• _Exercise details_: Transcribe every entry exactly; the images stay out.

• _Records to process_:
◇ ◇ ◇ ◇ ◇ ◇ ◇

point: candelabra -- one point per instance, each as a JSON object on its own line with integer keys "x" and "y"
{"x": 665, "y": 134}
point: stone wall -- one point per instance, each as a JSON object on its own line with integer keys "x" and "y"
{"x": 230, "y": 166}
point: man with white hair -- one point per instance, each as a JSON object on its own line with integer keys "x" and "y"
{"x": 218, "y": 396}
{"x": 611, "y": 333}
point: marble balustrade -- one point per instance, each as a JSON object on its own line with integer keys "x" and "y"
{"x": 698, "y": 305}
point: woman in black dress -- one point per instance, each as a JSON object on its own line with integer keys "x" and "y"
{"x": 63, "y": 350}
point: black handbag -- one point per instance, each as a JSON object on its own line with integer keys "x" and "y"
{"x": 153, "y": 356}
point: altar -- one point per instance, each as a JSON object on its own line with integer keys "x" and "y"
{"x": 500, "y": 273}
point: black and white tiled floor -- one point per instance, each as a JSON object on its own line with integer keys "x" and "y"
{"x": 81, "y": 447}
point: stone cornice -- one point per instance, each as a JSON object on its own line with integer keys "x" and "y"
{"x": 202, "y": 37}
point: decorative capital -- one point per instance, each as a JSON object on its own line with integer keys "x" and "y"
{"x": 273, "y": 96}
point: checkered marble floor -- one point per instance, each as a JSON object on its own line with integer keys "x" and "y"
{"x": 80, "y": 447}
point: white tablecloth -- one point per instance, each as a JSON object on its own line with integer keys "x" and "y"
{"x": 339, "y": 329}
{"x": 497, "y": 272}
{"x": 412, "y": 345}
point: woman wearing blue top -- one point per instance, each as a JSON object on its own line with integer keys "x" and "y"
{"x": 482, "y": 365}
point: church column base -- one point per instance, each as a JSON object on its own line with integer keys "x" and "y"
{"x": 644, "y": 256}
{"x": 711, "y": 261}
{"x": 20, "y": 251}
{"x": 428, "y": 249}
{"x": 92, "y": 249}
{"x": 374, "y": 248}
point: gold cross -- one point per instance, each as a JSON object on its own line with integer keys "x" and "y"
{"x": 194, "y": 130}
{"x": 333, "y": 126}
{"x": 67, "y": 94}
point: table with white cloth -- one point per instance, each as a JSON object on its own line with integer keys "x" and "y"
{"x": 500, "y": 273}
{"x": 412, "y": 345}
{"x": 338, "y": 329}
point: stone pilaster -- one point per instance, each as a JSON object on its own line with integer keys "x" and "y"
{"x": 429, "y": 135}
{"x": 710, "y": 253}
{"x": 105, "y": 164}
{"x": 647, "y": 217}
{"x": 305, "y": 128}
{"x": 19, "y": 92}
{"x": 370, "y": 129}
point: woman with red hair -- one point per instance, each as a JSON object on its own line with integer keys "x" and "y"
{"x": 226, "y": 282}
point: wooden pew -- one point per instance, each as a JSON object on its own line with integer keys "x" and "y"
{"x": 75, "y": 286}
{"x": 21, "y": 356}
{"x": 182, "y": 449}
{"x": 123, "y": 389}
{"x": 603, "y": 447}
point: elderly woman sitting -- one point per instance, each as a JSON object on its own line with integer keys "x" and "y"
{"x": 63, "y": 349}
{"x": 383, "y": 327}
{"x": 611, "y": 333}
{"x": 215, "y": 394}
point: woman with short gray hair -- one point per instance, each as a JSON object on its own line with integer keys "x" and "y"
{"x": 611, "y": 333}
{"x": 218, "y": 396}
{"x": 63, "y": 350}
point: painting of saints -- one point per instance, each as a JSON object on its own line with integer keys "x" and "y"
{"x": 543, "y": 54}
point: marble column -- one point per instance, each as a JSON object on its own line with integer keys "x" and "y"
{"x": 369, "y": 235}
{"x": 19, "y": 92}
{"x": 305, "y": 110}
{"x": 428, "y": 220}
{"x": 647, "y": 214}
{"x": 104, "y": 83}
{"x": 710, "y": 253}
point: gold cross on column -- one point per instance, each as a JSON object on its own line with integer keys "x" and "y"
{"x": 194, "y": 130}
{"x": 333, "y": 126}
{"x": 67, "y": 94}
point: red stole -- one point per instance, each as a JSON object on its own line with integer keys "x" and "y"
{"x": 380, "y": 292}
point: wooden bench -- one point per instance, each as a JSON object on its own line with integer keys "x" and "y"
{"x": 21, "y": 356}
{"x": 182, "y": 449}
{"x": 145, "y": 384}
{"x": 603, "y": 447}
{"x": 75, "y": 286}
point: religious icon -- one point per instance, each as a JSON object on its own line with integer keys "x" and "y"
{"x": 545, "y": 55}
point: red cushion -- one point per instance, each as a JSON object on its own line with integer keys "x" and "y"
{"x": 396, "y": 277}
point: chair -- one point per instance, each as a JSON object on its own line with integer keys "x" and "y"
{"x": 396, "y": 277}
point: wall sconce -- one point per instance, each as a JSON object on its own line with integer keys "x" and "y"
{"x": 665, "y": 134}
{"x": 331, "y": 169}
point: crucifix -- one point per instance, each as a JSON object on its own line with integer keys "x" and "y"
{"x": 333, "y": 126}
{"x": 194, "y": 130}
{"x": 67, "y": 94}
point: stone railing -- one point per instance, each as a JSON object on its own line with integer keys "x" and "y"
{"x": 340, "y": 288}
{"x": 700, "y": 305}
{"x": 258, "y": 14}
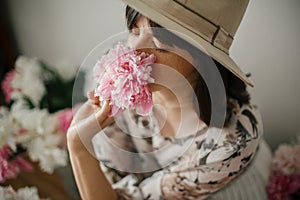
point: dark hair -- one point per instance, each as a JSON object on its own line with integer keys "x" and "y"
{"x": 234, "y": 87}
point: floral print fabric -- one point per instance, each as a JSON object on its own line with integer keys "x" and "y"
{"x": 190, "y": 167}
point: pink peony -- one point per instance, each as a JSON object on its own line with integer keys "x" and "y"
{"x": 122, "y": 77}
{"x": 6, "y": 85}
{"x": 287, "y": 159}
{"x": 283, "y": 187}
{"x": 11, "y": 168}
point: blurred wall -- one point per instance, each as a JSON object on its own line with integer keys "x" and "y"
{"x": 267, "y": 44}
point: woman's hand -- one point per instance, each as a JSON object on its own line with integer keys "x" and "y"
{"x": 89, "y": 120}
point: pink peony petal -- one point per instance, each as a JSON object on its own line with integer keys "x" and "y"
{"x": 6, "y": 85}
{"x": 122, "y": 77}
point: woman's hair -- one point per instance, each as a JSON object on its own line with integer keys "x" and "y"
{"x": 234, "y": 87}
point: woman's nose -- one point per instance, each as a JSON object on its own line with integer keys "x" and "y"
{"x": 142, "y": 41}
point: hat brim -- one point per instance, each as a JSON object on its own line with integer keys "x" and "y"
{"x": 159, "y": 17}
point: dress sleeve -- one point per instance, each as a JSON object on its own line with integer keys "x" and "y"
{"x": 213, "y": 160}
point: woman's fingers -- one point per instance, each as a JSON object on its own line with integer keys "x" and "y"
{"x": 91, "y": 96}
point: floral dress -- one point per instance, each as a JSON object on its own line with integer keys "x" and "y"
{"x": 141, "y": 164}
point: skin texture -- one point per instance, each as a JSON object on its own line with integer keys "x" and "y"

◇ ◇ ◇ ◇ ◇ ◇ ◇

• _Written answer_:
point: candelabra -- one point per instance, each as a JSON object on its own line with integer keys "x" and "y"
{"x": 665, "y": 134}
point: stone wall -- one point per instance, each as a JSON object on its own line with integer keys "x" and "y"
{"x": 230, "y": 166}
point: man with white hair -- one point per instance, each as a JSON object on its own line with integer keys "x" and "y"
{"x": 218, "y": 396}
{"x": 611, "y": 333}
point: marble balustrade -- one point per instance, each as a JSON object on its own line with integer keys "x" and "y"
{"x": 698, "y": 305}
point: woman in black dress -- one point per instance, each as a JSON object on its own line with integer keys "x" and "y"
{"x": 63, "y": 350}
point: black handbag -- one point per instance, each as a JSON object on its own line with integer keys "x" and "y"
{"x": 153, "y": 356}
point: altar -- one point per instance, each as a JSON object on its own line with integer keys "x" and "y"
{"x": 500, "y": 273}
point: black and white tiled floor -- one point per instance, each as a JSON object on its own line with integer keys "x" and "y"
{"x": 81, "y": 447}
point: stone cornice -- one point per instance, each as a JSON object on its own line with integer keys "x" and "y"
{"x": 202, "y": 37}
point: decorative capital -- one point per instance, each as a JSON object on its own line with integer keys "x" and "y"
{"x": 273, "y": 96}
point: checkered marble floor -- one point per instance, each as a JSON object on its own line with integer keys "x" and "y"
{"x": 80, "y": 447}
point: white tablecloth -- one point per instance, each as a JSON object on its own line with integer keys "x" and "y"
{"x": 339, "y": 329}
{"x": 497, "y": 272}
{"x": 412, "y": 345}
point: woman wearing blue top -- one point per instance, each as a JSON object on its own line with integer keys "x" and "y"
{"x": 482, "y": 365}
point: church column base -- one point per instance, each as a JSON object on its own line with integer keys "x" and "y"
{"x": 644, "y": 256}
{"x": 711, "y": 261}
{"x": 20, "y": 251}
{"x": 428, "y": 249}
{"x": 92, "y": 249}
{"x": 374, "y": 248}
point: gold cross -- one point per instance, each as a JSON object on its own line with integer keys "x" and "y"
{"x": 194, "y": 130}
{"x": 333, "y": 126}
{"x": 67, "y": 94}
point: table with white cloth -- one point per instance, each as a JSON object on its own line with integer keys "x" and "y"
{"x": 500, "y": 273}
{"x": 412, "y": 345}
{"x": 338, "y": 329}
point: stone pilaster -- one point per instance, each as a JSON object on its own line with integer keys "x" and "y"
{"x": 429, "y": 135}
{"x": 710, "y": 253}
{"x": 105, "y": 164}
{"x": 647, "y": 217}
{"x": 305, "y": 128}
{"x": 19, "y": 92}
{"x": 370, "y": 129}
point: woman with red hair -- one point per instance, each as a JSON object on its own line with integer keys "x" and "y"
{"x": 226, "y": 282}
point: wooden pew -- one point per instance, each as a JSON object on its own line with integer keys "x" and "y"
{"x": 75, "y": 286}
{"x": 21, "y": 356}
{"x": 182, "y": 449}
{"x": 123, "y": 389}
{"x": 603, "y": 447}
point: elderly woman sitting -- one point per instance, each as a JSON object on its own line with integer keys "x" and "y"
{"x": 63, "y": 349}
{"x": 383, "y": 327}
{"x": 611, "y": 333}
{"x": 215, "y": 394}
point: woman with short gray hair -- one point per instance, each as a JSON object on its own line with integer keys "x" and "y"
{"x": 611, "y": 333}
{"x": 218, "y": 396}
{"x": 63, "y": 350}
point: painting of saints -- one point per instance, each as a JSON object on its own line with integer keys "x" and "y"
{"x": 543, "y": 54}
point: marble column -- one point per instance, each as a JSON object on its own line with integer keys "x" and "y"
{"x": 369, "y": 235}
{"x": 19, "y": 92}
{"x": 305, "y": 110}
{"x": 428, "y": 220}
{"x": 647, "y": 214}
{"x": 104, "y": 83}
{"x": 710, "y": 253}
point: gold cross on column -- one point per instance, each as a JSON object on its own line with integer keys "x" and "y"
{"x": 194, "y": 130}
{"x": 333, "y": 126}
{"x": 67, "y": 94}
point: red stole -- one point per instance, each as a JSON object on its own line with integer keys "x" and "y"
{"x": 380, "y": 292}
point: wooden bench -- one point per instance, each as a JSON object on its own line with integer keys "x" and "y"
{"x": 21, "y": 356}
{"x": 182, "y": 449}
{"x": 145, "y": 384}
{"x": 603, "y": 447}
{"x": 75, "y": 286}
point: religious icon -- one point per instance, each as a JSON object on its own line with integer keys "x" and "y"
{"x": 545, "y": 55}
point: red cushion -- one point per instance, each as a JSON object on its own line with integer keys "x" and "y"
{"x": 396, "y": 277}
point: chair -- one point per instance, each as a JSON object on its own line with integer keys "x" and "y"
{"x": 396, "y": 277}
point: wall sconce -- one point per instance, each as a JSON object on its own line with integer keys "x" and "y"
{"x": 665, "y": 134}
{"x": 331, "y": 169}
point: crucifix -- one point per instance, each as a JSON object on its own line with integer keys "x" and "y"
{"x": 333, "y": 126}
{"x": 194, "y": 130}
{"x": 67, "y": 94}
point: stone railing -- one point per instance, each as a JSON object on its own line with integer keys "x" and "y"
{"x": 340, "y": 288}
{"x": 700, "y": 305}
{"x": 258, "y": 14}
point: dark hair -- one point per instance, each as a JSON object on its own line with integer keys "x" and "y"
{"x": 234, "y": 87}
point: floral print fabric -- one point per instance, each as a JSON object on its own line with integer keys "x" and "y"
{"x": 190, "y": 167}
point: pink peony -- one point per instance, each as a JSON object on its own line with integer keys "x" and "y"
{"x": 122, "y": 77}
{"x": 6, "y": 85}
{"x": 287, "y": 159}
{"x": 283, "y": 187}
{"x": 11, "y": 168}
point: blurred wall -- one point per instance, each as a JSON object on its own line with integer keys "x" and "y"
{"x": 267, "y": 44}
point: woman's hand -- one point per instance, each as a JSON object on its own line with integer keys "x" and "y"
{"x": 89, "y": 120}
point: pink peony petal -- one point per instance, each as a JSON object on its own line with integer keys "x" and "y"
{"x": 6, "y": 85}
{"x": 122, "y": 77}
point: woman's hair -- one point per instance, each as a JSON object on its own line with integer keys "x" and "y"
{"x": 234, "y": 87}
point: woman's nose -- one point per instance, each as a JSON object on its own line with integer keys "x" and "y"
{"x": 142, "y": 41}
point: hat brim -- one point per instance, each as a JSON object on its own line with integer keys "x" and "y"
{"x": 159, "y": 17}
point: dress sleeve -- one point per instance, each as a JSON object on its own line with integer keys "x" and "y"
{"x": 213, "y": 160}
point: woman's fingers -- one point per instance, each as a JSON object on its own line with integer keys "x" and "y"
{"x": 91, "y": 96}
point: floral dress -- one point per instance, each as a JSON object on its own line with integer keys "x" and "y"
{"x": 141, "y": 164}
point: skin texture -- one point per instance, each as a JSON object on its own line with integer keys "x" and "y"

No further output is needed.